[Saved data entries]
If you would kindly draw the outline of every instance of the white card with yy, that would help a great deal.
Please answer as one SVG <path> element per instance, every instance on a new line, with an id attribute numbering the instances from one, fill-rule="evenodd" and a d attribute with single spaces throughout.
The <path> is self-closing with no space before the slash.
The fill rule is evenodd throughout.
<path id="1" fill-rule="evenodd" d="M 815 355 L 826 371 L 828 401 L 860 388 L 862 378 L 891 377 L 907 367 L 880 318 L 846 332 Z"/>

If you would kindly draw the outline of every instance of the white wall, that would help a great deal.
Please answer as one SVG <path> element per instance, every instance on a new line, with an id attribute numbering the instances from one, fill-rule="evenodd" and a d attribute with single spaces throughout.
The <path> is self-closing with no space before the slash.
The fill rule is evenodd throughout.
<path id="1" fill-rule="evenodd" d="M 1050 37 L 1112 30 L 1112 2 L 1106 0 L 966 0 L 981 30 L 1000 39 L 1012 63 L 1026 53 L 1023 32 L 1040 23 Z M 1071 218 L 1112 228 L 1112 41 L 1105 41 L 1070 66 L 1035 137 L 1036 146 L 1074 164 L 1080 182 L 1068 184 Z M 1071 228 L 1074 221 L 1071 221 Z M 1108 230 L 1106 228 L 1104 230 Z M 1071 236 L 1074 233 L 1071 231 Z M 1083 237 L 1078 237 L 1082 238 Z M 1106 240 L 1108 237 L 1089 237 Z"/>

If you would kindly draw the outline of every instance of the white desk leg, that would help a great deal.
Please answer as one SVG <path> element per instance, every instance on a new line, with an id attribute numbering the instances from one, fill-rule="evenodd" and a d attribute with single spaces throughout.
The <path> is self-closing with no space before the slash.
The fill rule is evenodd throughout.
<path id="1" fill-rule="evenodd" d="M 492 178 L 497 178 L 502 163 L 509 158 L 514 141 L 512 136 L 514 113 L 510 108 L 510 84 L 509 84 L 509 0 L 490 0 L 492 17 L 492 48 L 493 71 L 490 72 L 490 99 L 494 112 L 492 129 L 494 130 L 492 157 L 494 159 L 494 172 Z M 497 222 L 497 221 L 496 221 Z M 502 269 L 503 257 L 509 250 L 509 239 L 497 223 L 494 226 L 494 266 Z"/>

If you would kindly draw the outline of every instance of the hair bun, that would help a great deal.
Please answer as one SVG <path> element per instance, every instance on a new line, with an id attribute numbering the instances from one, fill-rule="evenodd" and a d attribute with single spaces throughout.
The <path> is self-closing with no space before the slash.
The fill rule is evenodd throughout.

**Aim of the task:**
Can you put every line of the records above into a numbered list, leaving out the blank lines?

**Exercise solution:**
1. If you would kindly draw the outline of every instance of the white card with yy, that would help a great deal.
2. Please answer as one SVG <path> element per instance, every instance on a new line, with an id attribute numbering the instances from one, fill-rule="evenodd" and a d attribute with single spaces throughout.
3. The <path> is self-closing with no space before the slash.
4. The fill rule is evenodd throughout.
5. <path id="1" fill-rule="evenodd" d="M 815 355 L 826 371 L 828 401 L 860 388 L 862 378 L 891 377 L 907 367 L 880 318 L 846 332 Z"/>
6. If you would kindly draw the outline of every instance of the white wall, that would help a great deal.
7. Please answer as one SVG <path> element per instance, every instance on a new line, with an id attribute numbering the instances from one, fill-rule="evenodd" and a d attribute with single spaces throughout.
8. The <path> is self-closing with no space before the slash.
9. The fill rule is evenodd throughout.
10. <path id="1" fill-rule="evenodd" d="M 1050 37 L 1112 30 L 1112 2 L 1106 0 L 966 0 L 981 30 L 1000 39 L 1012 63 L 1026 53 L 1023 32 L 1040 23 Z M 1071 218 L 1112 228 L 1112 41 L 1105 41 L 1070 66 L 1035 137 L 1036 146 L 1074 164 L 1080 182 L 1068 184 Z M 1071 228 L 1074 221 L 1071 221 Z M 1108 230 L 1106 228 L 1104 230 Z M 1071 236 L 1074 233 L 1071 231 Z M 1083 237 L 1078 237 L 1082 238 Z M 1106 240 L 1108 237 L 1089 237 Z"/>
11. If you would kindly draw the outline of every instance of the white desk leg, that would help a great deal.
12. Please answer as one SVG <path> element per instance, every instance on a new line, with an id attribute numbering the instances from one, fill-rule="evenodd" and a d attribute with single spaces throughout.
13. The <path> is self-closing with no space before the slash.
14. The fill rule is evenodd throughout.
15. <path id="1" fill-rule="evenodd" d="M 492 178 L 497 178 L 502 163 L 509 158 L 514 141 L 512 136 L 514 113 L 510 108 L 510 84 L 509 84 L 509 0 L 490 0 L 492 17 L 492 48 L 493 71 L 490 72 L 490 99 L 494 112 L 492 129 L 494 130 L 492 157 L 494 159 L 494 172 Z M 497 222 L 497 221 L 496 221 Z M 502 269 L 503 257 L 509 250 L 509 239 L 497 223 L 494 226 L 494 266 Z"/>
16. If you would kindly draw the outline of every instance of the hair bun, that would help a great deal.
17. Please answer as one SVG <path> element per instance, every instance on a new line, with an id attribute numbering the instances from one, fill-rule="evenodd" and a d attribute with single spaces throughout.
18. The <path> is self-closing with no space before the slash.
19. The fill rule is evenodd throughout.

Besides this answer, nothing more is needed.